TEKS SUMBER.
--------

Rabu, 03 Desember 2008

NOTARIS DAN PEMERIKSAAN SIDANG PENGADILAN


Oleh : Noviyanti Absyari*

Pasca disahkannya UU Jabatan Notaris yakni UU Nomor 30 Tahun 2004 (UUJN), notaris memasuki era baru. Lahirnya UU Jabatan Notaris mengakhiri hampir 2 abad berlakunya Peraturan Jabatan Notaris. Lahirnya UUJN merupakan terobosan baru untuk memastikan bahwa fungsi notaris sebagai pejabat umum dapat terlaksana dengan baik.
Notaris adalah Pejabat umum yang berwenang untuk membuat akta otentik dan kewenangan lainnya sebagaimana dimaksud dalam Undang-undang Jabatan Notaris. Tugas Notaris, selain membuat akte-akte otentik, juga ditugaskan untuk melakukan pendaftaran dan mensyahkan (waarmerken dan legaliseren) surat-surat atau akta-akta yang dibuat di bawah tangan. Selain itu, Notaris juga memberikan nasehat hukum dan penjelasan mengenai undang-undang kepada pihak-pihak yang bersangkutan.
Dalam menjalankan fungsi dan tanggungjawabnya sebagai pejabat umum, tidak jarang notaris berurusan dengan proses hukum, baik di tahap penyelidikan, penyidikan maupun persidangan. Pada proses hukum ini notaris harus memberikan keterangan dan kesaksian menyangkut isi akta yang dibuatnya. Jika dilihat sekilas, hal ini akan bertentangan dengan sumpah jabatan notaris, dimana notaris berkewajiban untuk merahasiakan isi akta yang dibuatnya.
Pada prinsipnya, akta yang dibuat oleh Notaris, mempunyai kepastian isi, kepastian tanggal dan kepastian orangnya. Akta tersebut merupakan suatu bukti yang mengikat dan sempurna, harus dipercaya oleh Hakim, yaitu harus dianggap sebagai benar (selama kebenarannya tidak dibuktikan lain) dan tidak memerlukan tambahan pembuktian. Pada proses hukum yang terjadi perlu dilihat sejauh mana kekuatan pembuktian ini dilaksanakan.

--------

SOAL LATIHAN.
a. Salin ulang bagian teks tentang notaris, mulai dari "Oleh : Noviyanti" sampai dengan "pihak-pihak yang bersangkutan.".
b. Menurut teks tentang notaris, mengapa keterangan notaris dalam proses hukum sekilas tampak bertentangan dengan sumpah jabatannya? Jelaskan dalam satu sampai tiga kalimat.
c. Tentukan apakah setiap pernyataan berikut sesuai dengan teks tentang notaris. Jawab ya atau tidak, lalu kutip kata-kata dari teks yang menjadi dasarnya.
(i) Lahirnya UUJN mengakhiri hampir dua abad berlakunya Peraturan Jabatan Notaris.
(ii) Akta notaris memerlukan tambahan pembuktian agar dapat dipercaya oleh hakim.
(iii) Notaris juga memberikan nasihat hukum kepada pihak-pihak yang bersangkutan.

DAFTAR BUTIR.
--------

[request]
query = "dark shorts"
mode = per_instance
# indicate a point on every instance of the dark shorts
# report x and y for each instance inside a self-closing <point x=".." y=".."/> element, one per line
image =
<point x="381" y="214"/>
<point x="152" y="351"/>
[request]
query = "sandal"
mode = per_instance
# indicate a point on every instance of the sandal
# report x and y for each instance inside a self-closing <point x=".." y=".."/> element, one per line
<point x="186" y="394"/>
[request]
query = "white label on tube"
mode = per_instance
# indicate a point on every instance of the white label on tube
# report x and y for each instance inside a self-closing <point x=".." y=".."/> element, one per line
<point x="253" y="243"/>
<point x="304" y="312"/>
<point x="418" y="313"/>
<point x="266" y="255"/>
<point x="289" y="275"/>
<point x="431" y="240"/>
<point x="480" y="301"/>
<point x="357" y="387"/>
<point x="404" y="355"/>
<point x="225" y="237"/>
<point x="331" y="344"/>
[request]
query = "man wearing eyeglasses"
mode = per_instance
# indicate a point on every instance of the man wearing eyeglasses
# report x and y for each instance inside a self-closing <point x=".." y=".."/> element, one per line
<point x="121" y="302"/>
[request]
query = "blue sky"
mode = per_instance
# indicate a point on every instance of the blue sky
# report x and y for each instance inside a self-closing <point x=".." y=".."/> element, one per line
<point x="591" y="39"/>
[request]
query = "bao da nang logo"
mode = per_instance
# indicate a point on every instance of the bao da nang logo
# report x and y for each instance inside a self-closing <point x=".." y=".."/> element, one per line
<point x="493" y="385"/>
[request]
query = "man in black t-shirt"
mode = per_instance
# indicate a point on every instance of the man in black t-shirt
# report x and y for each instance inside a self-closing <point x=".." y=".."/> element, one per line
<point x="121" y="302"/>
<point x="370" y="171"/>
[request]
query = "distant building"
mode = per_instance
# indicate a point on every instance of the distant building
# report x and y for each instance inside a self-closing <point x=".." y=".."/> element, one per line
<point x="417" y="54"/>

--------

KUNCI JAWABAN.
a.
Oleh : Noviyanti Absyari*

Pasca disahkannya UU Jabatan Notaris yakni UU Nomor 30 Tahun 2004 (UUJN), notaris memasuki era baru. Lahirnya UU Jabatan Notaris mengakhiri hampir 2 abad berlakunya Peraturan Jabatan Notaris. Lahirnya UUJN merupakan terobosan baru untuk memastikan bahwa fungsi notaris sebagai pejabat umum dapat terlaksana dengan baik.
Notaris adalah Pejabat umum yang berwenang untuk membuat akta otentik dan kewenangan lainnya sebagaimana dimaksud dalam Undang-undang Jabatan Notaris. Tugas Notaris, selain membuat akte-akte otentik, juga ditugaskan untuk melakukan pendaftaran dan mensyahkan (waarmerken dan legaliseren) surat-surat atau akta-akta yang dibuat di bawah tangan. Selain itu, Notaris juga memberikan nasehat hukum dan penjelasan mengenai undang-undang kepada pihak-pihak yang bersangkutan.

b. Dalam proses hukum, notaris harus memberikan keterangan dan kesaksian tentang isi akta yang dibuatnya. Sementara itu, sumpah jabatan mewajibkan notaris merahasiakan isi akta tersebut.

c.
(i) Ya: "Lahirnya UU Jabatan Notaris mengakhiri hampir 2 abad berlakunya Peraturan Jabatan Notaris."
(ii) Tidak: "tidak memerlukan tambahan pembuktian"
(iii) Ya: "Notaris juga memberikan nasehat hukum dan penjelasan mengenai undang-undang kepada pihak-pihak yang bersangkutan."